### TEXT SEGMENT
--

Monday, August 9, 2010

Batch fetching - optimizing object graph loading

Probably the biggest impedance mismatch between object-oriented object models and relational database data models, is the way that data is accessed.

In a relational model, generally a single big database query is constructed to join all of the desired data for a particular use case or service request. The more complex the data, the more complex the SQL. Optimization is done by avoiding unnecessary joins and avoiding fetching duplicate data.

In an object model an object or set of objects are obtained and the desired data is collected by traversing the object's relationships.

With object relation mapping (ORM/JPA) this typically leads to multiple queries being executed and typically the dreaded "N queries" problem, or executing a separate query per object in the original result set.

Consider an example relational model EMPLOYEE, ADDRESS, PHONE tables. EMPLOYEE has a foreign key ADDR_ID to ADDRESS ADDRESS_ID, and PHONE has a foreign key EMP_ID to EMPLOYEE EMP_ID.

To display employee data including address and phone for all part-time employees you would have to following SQL,

Big database query

SELECT E.*, A.*, P.* FROM EMPLOYEE E, ADDRESS A, PHONE P WHERE E.ADDR_ID = A.ADDRESS_ID AND E.EMP_ID = P.OWNER_ID AND E.STATUS = 'Part-time'

You would then need to group and format this data to get all the phone numbers for each employee to display.

...
IDNameAddressPhone
6578Bob Jones17 Mountainview Dr., Ottawa519-456-1111, 613-798-2222
7890Jill Betty606 Hurdman Ave., Ottawa613-711-4566, 613-223-5678

The corresponding object model defines Employee, Address, Phone classes.

--

Dataset records about object locations
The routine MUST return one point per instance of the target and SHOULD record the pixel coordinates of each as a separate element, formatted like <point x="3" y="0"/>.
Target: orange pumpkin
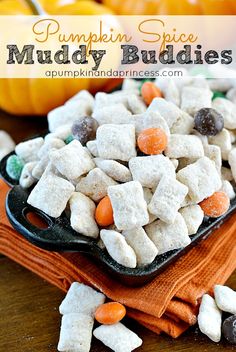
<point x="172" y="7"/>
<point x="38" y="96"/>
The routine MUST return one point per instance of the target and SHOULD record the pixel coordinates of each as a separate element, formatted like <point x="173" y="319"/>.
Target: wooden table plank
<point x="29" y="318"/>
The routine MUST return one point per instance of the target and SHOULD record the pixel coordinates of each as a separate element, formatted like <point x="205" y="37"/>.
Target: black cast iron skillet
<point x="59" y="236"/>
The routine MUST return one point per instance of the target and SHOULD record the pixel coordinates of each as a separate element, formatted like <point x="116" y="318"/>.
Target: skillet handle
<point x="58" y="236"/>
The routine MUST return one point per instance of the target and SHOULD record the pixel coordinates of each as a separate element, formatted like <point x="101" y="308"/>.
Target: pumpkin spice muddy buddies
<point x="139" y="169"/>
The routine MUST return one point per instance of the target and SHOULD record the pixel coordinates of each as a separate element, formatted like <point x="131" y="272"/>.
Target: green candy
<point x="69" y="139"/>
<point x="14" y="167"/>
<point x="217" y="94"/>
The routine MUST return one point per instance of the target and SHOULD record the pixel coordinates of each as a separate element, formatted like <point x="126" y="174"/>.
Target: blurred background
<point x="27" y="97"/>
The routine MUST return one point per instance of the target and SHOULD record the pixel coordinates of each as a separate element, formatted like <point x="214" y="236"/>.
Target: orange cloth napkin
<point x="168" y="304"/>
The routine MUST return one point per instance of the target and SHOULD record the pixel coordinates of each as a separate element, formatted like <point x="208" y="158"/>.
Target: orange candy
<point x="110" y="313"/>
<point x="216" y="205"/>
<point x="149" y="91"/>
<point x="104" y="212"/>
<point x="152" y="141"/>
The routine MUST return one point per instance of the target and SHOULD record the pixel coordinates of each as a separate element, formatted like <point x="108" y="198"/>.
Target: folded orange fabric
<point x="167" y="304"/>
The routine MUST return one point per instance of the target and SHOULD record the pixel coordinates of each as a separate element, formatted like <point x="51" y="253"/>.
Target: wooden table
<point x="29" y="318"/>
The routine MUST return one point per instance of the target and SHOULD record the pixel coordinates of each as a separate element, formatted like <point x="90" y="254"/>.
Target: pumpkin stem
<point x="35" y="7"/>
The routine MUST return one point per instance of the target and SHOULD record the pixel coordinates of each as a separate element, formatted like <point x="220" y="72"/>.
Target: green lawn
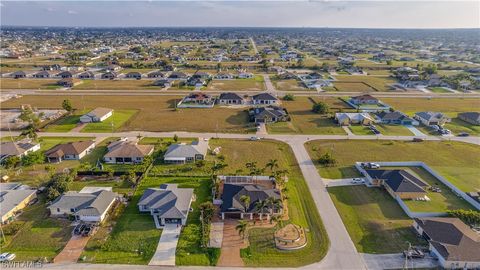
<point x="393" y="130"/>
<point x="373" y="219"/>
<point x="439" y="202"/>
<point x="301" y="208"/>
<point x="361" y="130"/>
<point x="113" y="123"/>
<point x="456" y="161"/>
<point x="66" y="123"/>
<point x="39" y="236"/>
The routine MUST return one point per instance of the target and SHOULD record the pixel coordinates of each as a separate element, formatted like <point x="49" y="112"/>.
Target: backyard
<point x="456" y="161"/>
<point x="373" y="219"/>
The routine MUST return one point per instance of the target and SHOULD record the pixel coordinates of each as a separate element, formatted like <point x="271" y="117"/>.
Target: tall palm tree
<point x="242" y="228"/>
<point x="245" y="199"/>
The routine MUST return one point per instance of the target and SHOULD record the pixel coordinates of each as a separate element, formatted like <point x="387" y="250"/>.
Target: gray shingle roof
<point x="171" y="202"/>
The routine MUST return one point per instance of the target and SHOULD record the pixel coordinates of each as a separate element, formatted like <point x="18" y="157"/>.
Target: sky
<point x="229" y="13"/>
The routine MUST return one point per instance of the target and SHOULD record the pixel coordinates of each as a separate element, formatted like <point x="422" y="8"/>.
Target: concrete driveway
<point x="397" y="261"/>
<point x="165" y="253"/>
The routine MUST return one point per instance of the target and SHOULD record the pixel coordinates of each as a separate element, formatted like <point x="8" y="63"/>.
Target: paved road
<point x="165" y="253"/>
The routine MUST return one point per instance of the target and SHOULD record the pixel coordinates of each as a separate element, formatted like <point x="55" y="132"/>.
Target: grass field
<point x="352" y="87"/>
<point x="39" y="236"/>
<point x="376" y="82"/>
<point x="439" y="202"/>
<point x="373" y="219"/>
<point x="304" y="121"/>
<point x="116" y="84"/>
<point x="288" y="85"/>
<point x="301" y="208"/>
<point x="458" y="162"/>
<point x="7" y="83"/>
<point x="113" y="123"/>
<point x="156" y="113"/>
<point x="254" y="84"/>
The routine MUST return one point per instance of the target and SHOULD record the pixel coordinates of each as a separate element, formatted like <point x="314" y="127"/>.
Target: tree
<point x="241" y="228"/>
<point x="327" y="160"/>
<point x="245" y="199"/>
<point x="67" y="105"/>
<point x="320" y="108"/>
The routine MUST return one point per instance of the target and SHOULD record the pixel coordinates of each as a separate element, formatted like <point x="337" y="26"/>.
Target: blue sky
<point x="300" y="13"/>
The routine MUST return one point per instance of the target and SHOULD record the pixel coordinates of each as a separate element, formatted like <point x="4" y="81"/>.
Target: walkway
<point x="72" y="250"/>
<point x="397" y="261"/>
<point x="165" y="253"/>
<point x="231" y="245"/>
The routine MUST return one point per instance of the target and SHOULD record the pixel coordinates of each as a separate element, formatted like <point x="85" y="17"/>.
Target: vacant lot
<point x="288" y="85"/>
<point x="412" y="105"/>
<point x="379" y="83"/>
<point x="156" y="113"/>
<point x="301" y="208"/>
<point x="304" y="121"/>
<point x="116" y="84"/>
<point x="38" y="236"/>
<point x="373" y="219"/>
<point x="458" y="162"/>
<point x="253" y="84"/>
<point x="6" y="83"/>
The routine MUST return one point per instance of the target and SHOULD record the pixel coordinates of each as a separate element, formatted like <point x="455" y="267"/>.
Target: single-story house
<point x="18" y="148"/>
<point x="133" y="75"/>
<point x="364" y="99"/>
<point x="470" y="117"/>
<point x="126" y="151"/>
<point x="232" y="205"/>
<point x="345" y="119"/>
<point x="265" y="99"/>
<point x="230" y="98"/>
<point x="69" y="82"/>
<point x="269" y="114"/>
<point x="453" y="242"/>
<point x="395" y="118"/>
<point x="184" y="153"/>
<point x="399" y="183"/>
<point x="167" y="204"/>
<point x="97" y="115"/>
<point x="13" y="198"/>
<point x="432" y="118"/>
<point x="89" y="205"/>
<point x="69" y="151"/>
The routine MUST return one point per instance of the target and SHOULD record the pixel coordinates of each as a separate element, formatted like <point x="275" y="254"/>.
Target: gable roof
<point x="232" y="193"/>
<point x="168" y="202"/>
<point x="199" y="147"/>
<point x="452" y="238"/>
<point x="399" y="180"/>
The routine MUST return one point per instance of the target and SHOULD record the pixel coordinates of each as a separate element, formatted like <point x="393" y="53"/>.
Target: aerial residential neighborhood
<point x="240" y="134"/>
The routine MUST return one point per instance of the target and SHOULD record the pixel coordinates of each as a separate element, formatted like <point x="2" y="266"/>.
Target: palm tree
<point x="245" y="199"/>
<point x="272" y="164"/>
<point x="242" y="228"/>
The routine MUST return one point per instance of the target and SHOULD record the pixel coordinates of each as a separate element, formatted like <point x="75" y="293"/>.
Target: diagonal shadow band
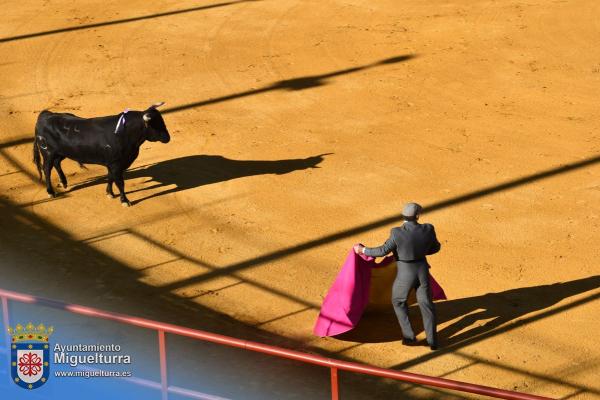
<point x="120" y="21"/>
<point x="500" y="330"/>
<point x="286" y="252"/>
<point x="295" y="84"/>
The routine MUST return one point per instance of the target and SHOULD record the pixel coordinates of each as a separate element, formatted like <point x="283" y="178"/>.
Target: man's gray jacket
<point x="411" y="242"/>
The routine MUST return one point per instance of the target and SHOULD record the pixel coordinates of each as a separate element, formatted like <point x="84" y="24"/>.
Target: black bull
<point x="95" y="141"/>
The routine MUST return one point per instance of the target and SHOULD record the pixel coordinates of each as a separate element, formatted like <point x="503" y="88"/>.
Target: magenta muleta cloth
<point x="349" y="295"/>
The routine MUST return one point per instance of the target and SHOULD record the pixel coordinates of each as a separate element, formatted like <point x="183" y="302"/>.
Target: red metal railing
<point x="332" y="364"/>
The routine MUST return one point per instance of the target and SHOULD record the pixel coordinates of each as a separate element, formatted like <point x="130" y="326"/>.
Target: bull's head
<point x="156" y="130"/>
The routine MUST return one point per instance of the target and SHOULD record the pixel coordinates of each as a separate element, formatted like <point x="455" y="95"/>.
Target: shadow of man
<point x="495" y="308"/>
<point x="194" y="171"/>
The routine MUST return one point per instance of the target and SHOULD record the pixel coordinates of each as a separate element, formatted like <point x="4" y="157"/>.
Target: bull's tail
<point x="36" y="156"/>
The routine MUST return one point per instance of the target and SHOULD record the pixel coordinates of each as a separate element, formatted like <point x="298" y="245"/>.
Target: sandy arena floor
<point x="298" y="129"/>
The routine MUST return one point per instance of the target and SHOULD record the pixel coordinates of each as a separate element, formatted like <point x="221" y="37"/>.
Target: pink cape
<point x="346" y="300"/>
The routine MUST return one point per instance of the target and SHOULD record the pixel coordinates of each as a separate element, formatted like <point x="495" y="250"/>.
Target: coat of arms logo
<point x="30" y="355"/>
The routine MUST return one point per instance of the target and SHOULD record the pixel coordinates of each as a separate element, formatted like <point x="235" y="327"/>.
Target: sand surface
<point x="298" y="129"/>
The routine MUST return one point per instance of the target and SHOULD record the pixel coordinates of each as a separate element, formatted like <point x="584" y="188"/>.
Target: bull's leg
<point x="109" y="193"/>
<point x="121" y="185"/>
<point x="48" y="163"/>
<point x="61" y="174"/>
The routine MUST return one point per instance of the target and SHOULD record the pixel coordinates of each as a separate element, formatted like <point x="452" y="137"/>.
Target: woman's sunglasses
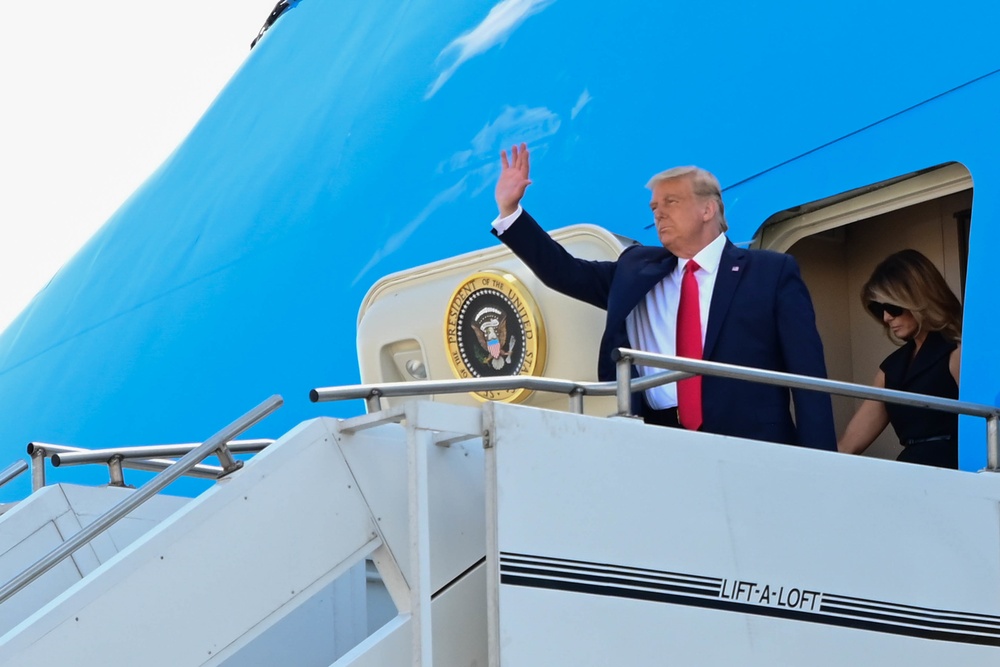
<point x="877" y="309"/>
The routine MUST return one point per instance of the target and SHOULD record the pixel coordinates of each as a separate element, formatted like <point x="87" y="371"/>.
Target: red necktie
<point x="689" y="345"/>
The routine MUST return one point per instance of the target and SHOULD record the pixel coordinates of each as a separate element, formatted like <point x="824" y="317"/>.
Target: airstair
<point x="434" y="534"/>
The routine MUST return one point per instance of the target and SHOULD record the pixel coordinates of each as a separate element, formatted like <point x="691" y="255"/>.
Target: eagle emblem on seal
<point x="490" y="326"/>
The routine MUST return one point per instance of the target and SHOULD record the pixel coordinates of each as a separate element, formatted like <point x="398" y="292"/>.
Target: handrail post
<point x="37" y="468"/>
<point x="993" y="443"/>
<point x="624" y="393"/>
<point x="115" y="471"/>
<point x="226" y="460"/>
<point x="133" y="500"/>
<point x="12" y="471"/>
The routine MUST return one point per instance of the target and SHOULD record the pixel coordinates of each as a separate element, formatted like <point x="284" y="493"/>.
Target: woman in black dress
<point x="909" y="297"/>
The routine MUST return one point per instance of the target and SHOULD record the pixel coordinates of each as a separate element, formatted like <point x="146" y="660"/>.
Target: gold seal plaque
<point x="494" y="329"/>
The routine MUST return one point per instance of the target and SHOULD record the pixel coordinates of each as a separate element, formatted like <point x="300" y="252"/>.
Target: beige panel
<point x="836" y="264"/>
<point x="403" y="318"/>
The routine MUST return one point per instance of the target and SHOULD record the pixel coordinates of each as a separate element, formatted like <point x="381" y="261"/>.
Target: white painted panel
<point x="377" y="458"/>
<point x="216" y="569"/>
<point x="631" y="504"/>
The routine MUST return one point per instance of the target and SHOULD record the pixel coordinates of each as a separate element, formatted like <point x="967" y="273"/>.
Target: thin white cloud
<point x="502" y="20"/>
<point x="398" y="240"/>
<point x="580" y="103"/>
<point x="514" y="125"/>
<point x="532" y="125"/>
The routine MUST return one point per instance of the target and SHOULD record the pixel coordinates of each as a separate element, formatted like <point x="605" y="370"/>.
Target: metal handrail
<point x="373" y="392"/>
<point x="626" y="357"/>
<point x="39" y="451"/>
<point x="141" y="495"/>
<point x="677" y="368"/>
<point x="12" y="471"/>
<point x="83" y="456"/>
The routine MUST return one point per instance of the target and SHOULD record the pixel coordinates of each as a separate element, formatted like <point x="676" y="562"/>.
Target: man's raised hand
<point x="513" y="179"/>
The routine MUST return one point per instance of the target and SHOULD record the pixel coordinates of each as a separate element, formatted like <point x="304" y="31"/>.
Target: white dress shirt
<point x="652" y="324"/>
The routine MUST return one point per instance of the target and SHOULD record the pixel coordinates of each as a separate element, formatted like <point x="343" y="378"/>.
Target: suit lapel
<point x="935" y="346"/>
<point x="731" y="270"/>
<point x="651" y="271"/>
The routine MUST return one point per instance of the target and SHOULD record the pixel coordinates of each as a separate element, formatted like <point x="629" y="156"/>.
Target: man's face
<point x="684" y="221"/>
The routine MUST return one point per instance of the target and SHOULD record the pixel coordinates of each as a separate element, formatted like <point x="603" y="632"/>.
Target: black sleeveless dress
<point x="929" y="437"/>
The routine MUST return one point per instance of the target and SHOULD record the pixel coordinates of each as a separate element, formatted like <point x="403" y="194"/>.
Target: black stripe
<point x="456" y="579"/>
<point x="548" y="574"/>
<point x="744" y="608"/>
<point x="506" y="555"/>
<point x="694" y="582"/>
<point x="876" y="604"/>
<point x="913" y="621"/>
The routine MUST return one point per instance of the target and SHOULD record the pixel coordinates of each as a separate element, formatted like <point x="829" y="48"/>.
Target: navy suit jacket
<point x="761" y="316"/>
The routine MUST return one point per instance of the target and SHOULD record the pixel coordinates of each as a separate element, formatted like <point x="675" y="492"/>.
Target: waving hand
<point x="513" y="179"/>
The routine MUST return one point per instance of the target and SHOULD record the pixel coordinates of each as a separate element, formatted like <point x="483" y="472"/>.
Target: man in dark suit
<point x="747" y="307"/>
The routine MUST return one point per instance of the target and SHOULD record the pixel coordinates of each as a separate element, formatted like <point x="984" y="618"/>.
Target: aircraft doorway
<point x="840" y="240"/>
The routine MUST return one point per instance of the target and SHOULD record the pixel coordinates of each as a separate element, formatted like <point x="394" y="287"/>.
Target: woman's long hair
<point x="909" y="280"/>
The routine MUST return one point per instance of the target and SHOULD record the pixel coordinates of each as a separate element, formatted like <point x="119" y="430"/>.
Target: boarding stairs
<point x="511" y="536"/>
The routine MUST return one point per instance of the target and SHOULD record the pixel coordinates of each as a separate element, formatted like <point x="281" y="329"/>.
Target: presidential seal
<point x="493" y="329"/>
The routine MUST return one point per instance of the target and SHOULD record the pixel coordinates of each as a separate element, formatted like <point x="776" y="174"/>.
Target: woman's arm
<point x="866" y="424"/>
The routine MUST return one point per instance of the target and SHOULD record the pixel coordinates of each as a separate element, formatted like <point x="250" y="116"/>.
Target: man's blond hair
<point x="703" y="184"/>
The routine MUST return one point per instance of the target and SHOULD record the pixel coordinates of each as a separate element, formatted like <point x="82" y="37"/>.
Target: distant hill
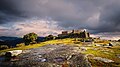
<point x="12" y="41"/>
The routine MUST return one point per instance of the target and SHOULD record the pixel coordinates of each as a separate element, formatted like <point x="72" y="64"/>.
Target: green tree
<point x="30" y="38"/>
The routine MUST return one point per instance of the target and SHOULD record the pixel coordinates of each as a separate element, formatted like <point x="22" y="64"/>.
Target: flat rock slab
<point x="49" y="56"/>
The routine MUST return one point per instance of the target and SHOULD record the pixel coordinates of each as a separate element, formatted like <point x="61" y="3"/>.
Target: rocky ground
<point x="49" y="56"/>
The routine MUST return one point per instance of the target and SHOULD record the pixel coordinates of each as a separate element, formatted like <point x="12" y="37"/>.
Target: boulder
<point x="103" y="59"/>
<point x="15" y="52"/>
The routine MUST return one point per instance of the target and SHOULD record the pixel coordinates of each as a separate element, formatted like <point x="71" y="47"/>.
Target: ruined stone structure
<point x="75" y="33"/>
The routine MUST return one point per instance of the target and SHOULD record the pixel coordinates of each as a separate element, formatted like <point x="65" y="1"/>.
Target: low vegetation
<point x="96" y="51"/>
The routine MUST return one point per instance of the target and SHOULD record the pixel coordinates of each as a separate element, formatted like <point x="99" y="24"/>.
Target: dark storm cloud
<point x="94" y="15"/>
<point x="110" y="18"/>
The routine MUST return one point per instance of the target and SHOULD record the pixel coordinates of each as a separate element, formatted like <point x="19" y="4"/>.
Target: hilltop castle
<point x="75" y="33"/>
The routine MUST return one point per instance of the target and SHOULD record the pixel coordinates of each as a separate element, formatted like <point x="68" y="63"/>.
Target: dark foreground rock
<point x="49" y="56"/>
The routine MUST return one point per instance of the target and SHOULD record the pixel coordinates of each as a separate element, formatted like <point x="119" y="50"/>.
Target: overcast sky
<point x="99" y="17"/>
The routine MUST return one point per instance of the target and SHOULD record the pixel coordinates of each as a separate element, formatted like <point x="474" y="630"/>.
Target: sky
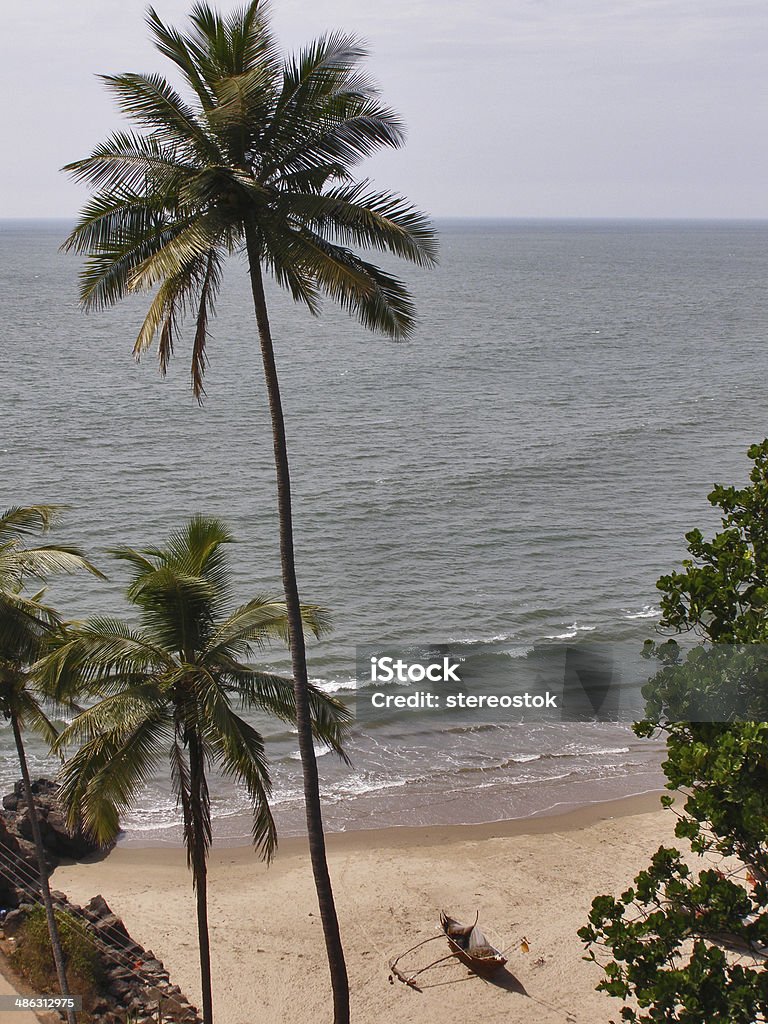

--

### GIVEN INSTRUCTION
List every database table that the batch fetching post names in its example relational model.

### TASK OUTPUT
EMPLOYEE, ADDRESS, PHONE